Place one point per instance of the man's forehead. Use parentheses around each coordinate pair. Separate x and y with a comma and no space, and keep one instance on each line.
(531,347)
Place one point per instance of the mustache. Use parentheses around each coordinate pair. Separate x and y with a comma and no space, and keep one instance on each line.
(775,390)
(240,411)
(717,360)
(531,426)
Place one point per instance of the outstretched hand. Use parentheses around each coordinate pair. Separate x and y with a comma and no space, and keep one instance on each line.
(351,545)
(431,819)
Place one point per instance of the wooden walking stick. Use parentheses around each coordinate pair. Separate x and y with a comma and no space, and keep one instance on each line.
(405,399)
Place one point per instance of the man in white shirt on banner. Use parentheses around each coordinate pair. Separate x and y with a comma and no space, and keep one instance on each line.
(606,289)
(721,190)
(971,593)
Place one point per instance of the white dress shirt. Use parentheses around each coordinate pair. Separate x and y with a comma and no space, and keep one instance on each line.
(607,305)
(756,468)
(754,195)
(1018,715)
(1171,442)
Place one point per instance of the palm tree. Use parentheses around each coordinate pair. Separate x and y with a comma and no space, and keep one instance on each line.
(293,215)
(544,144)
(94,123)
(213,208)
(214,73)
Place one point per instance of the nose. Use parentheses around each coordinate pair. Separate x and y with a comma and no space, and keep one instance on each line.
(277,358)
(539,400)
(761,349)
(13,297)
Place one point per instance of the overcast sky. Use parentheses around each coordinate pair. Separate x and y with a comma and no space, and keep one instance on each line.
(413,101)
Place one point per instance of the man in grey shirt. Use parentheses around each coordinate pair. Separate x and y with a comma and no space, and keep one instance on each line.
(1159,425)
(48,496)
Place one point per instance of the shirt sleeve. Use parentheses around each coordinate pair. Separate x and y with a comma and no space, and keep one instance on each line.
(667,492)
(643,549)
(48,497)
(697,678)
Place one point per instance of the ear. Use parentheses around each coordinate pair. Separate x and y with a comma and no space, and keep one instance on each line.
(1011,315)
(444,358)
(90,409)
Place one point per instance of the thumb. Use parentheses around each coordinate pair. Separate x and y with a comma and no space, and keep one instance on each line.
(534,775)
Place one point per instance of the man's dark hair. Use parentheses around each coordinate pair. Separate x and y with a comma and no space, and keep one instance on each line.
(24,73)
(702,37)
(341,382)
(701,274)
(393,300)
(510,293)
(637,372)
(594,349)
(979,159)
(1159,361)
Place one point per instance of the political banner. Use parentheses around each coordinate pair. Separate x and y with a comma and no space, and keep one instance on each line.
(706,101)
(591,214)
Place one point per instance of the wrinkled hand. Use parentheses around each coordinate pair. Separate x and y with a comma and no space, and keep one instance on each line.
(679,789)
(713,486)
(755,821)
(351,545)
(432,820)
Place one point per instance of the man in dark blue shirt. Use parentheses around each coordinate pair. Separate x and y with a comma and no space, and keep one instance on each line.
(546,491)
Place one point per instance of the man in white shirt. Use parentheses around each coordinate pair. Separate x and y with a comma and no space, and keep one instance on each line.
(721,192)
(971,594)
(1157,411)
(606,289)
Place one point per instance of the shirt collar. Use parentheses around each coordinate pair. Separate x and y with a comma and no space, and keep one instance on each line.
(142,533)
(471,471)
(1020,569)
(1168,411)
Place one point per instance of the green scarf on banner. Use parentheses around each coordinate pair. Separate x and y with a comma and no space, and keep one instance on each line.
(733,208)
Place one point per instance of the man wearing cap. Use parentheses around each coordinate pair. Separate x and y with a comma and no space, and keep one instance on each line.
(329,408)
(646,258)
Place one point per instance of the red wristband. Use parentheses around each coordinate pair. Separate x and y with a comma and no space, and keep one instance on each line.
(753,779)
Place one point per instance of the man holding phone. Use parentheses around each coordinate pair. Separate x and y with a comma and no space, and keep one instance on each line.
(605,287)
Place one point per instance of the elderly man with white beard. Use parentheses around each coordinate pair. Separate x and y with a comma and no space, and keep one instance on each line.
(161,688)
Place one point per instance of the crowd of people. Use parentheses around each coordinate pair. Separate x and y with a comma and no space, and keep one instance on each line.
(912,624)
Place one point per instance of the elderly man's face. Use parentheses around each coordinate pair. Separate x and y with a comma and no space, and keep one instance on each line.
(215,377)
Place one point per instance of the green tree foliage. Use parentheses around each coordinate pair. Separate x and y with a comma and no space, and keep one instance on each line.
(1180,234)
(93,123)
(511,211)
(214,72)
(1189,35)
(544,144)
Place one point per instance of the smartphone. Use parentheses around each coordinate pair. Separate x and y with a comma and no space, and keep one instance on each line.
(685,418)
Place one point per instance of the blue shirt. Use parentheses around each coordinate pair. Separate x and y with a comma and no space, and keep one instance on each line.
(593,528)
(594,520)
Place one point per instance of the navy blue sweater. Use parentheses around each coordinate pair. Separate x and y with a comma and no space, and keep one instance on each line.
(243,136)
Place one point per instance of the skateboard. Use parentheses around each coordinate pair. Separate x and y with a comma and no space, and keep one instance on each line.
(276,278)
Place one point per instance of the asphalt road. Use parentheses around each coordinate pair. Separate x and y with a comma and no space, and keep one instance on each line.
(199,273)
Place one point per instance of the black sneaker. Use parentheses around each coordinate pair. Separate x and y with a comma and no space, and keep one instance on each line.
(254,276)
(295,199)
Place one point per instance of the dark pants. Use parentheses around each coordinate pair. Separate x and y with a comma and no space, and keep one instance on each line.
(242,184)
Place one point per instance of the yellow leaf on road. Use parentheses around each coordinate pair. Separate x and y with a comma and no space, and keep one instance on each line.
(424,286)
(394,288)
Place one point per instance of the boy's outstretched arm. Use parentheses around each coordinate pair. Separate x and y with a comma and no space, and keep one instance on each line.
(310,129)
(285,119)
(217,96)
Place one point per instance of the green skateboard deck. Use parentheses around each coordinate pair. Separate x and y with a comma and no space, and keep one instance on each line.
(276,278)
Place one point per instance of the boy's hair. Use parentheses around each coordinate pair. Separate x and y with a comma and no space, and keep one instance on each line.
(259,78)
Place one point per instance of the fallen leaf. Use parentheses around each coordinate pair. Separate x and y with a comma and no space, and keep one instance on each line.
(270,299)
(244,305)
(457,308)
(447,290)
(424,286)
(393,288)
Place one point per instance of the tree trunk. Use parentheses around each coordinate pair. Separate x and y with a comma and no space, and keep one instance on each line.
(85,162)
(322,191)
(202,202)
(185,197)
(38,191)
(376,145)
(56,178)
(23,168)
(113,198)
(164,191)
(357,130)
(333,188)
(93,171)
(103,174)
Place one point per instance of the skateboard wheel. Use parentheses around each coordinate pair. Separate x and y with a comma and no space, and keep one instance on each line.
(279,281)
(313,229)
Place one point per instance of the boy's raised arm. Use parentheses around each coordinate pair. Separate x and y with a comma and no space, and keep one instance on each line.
# # # #
_WHAT YOU HAVE TO DO_: Starting at the line containing "Place one point per instance of the skateboard wheel." and going up to and including the final line of the records, render those lines as a Markdown table with an Index column for the row number and an Entry column for the line's text, omitting any blank lines.

_FINISHED TASK_:
| Index | Entry |
|---|---|
| 1 | Place one point per instance of the skateboard wheel. Use parentheses around each coordinate pair. Separate x and y with a comma and no space, and keep one instance on each line. |
| 2 | (279,281) |
| 3 | (313,229) |
| 4 | Place one point per instance of the boy's raised arm. Use parentheses around each coordinate pair. Separate x and y with a comma and no space, and keep one instance on each line. |